What is needed
Rewrite the material below with "thickest part" changed to "widest part" everywhere it occurs, leaving everything else as it is.

Data supplied
___
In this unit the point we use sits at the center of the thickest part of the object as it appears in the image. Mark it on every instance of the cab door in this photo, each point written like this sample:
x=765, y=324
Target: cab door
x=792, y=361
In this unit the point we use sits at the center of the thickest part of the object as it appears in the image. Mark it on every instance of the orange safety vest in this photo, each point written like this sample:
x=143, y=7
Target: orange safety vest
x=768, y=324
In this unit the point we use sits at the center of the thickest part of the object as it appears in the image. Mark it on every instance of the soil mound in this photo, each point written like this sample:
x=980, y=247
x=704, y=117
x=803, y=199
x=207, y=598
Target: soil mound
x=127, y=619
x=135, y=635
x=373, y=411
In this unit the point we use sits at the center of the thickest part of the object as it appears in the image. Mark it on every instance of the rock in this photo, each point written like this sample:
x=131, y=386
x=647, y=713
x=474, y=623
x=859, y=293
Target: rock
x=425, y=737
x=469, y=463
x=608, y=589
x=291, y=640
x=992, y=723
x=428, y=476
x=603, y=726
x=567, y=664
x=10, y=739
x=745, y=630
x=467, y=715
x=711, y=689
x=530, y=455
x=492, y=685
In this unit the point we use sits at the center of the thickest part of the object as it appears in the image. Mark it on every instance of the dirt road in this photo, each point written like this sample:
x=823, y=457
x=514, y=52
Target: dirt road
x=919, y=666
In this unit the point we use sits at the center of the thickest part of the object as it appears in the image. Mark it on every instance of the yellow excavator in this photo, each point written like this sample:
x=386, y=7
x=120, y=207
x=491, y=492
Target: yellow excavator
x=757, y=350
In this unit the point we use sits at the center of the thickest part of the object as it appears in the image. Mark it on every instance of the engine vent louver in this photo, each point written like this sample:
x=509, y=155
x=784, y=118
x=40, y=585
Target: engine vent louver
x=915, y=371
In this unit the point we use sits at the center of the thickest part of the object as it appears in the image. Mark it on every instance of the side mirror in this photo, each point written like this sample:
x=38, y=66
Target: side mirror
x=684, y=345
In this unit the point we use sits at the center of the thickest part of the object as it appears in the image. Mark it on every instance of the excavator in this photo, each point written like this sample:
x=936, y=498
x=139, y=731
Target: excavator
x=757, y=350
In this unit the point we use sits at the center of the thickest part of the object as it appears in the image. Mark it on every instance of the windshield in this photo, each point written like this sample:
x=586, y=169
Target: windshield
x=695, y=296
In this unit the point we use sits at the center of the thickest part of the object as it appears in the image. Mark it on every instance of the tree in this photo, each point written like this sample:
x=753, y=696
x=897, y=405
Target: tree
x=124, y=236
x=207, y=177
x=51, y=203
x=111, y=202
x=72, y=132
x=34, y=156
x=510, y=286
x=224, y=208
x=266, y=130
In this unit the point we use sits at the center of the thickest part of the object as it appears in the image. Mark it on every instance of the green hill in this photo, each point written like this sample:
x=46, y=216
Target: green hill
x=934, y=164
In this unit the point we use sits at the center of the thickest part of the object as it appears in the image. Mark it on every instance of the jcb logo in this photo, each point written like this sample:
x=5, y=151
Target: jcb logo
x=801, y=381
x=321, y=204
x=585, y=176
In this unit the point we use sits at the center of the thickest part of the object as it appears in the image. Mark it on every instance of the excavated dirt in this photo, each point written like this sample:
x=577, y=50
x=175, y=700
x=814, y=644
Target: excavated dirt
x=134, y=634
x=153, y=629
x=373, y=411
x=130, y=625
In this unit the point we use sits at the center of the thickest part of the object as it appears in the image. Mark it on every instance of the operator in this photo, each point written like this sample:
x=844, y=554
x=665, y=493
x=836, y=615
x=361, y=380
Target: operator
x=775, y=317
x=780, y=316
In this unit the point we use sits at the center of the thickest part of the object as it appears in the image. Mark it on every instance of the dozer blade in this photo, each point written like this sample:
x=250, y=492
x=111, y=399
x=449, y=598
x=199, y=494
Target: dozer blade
___
Response to this exercise
In this unit the point we use sits at the center of the widest part of the object as it appears in the image. Mark it on every instance of the cab door in this photo, each point written like this sample:
x=765, y=324
Target: cab door
x=792, y=361
In this unit the point we use sits at the center of the widest part of the object as it appears in the image. Mark it on every instance of the orange safety vest in this photo, each point written like this sample:
x=143, y=7
Target: orange safety vest
x=768, y=324
In this unit the point we use sits at the center of the widest part of the object as it appears in the image. Mark it on every instance of the soil mound in this photo, each point written like this sample:
x=980, y=247
x=704, y=117
x=803, y=199
x=207, y=598
Target: soil mound
x=127, y=619
x=135, y=635
x=373, y=411
In this unit the point we use sits at the center of the widest part of the object as it appears in the image. Mark it on every instance of the rock in this photo, each point written like this sample:
x=131, y=386
x=647, y=713
x=474, y=623
x=859, y=293
Target: rock
x=425, y=737
x=469, y=463
x=608, y=589
x=291, y=640
x=992, y=723
x=428, y=476
x=603, y=726
x=567, y=664
x=10, y=739
x=745, y=630
x=467, y=715
x=711, y=689
x=530, y=455
x=492, y=685
In this unit the point we use sits at the center of the widest part of the object as it appears in the image. Mark it on every instance of the dirt road in this photo, each point written like this sample:
x=823, y=457
x=514, y=52
Target: dirt road
x=919, y=666
In this unit the point we use sits at the center of the widest part of the object as it appears in the image. Mark it on every instance of the yellow excavator in this photo, each point written like this sample:
x=386, y=7
x=120, y=207
x=491, y=492
Target: yellow excavator
x=757, y=350
In this unit the point we use sits at the center of the widest part of the object as it appears in the image. Mark it on every instance of the engine vent louver in this photo, each point written like this sample:
x=509, y=155
x=784, y=118
x=40, y=585
Target: engine vent louver
x=915, y=371
In this unit the point we use sits at the center of the widest part of the object as it appears in the image. Mark it on every instance of the side mirror in this photo, each point written like this sample:
x=38, y=66
Target: side mirror
x=684, y=345
In this unit the point we use sits at the center of the widest part of the object as it appears in the image. Mark it on every instance of the excavator in this photo, each point written like this sample:
x=936, y=498
x=139, y=731
Target: excavator
x=757, y=350
In this unit the point we use sits at the center of the widest part of the object as it appears in the image. Mark it on every instance of the windshield in this photo, each point written like this sample:
x=586, y=169
Target: windshield
x=695, y=296
In this unit the point we use sits at the center of the widest part of the object as it appears in the image. Mark it on every instance of the tree in this photo, each point written like this sample:
x=753, y=696
x=897, y=405
Target: tree
x=124, y=236
x=207, y=177
x=51, y=203
x=111, y=202
x=72, y=132
x=34, y=156
x=510, y=286
x=224, y=208
x=266, y=130
In this unit the point we use sits at the center of the widest part of the object as it appears in the image. Mark it on every instance of the green hill in this photo, each point written like this sample:
x=46, y=216
Target: green hill
x=934, y=164
In this unit the point we use sits at the center of the widest part of the object as it appears in the image. Mark it on every instance of the jcb logo in this photo, each point written like this sample:
x=5, y=151
Target: jcb logo
x=801, y=381
x=321, y=204
x=585, y=176
In this unit the point we use sits at the center of the widest part of the object as it appears in the image. Mark it on every instance of the excavated dirt in this photo, each point written like this sample:
x=577, y=50
x=175, y=700
x=814, y=644
Target: excavated dirt
x=134, y=634
x=153, y=629
x=373, y=411
x=130, y=625
In this unit the point we use sits at the center of the widest part of the object as it appears in the image. Mark it on every instance of the operator in this photo, each point written like this sample:
x=844, y=554
x=665, y=493
x=836, y=615
x=361, y=380
Target: operator
x=775, y=317
x=780, y=316
In this unit the point we use sits at the center of the widest part of the object as it appears in the image. Mark it on every instance of the dozer blade in this photo, each point written like this sample:
x=250, y=492
x=111, y=399
x=449, y=598
x=199, y=494
Target: dozer blade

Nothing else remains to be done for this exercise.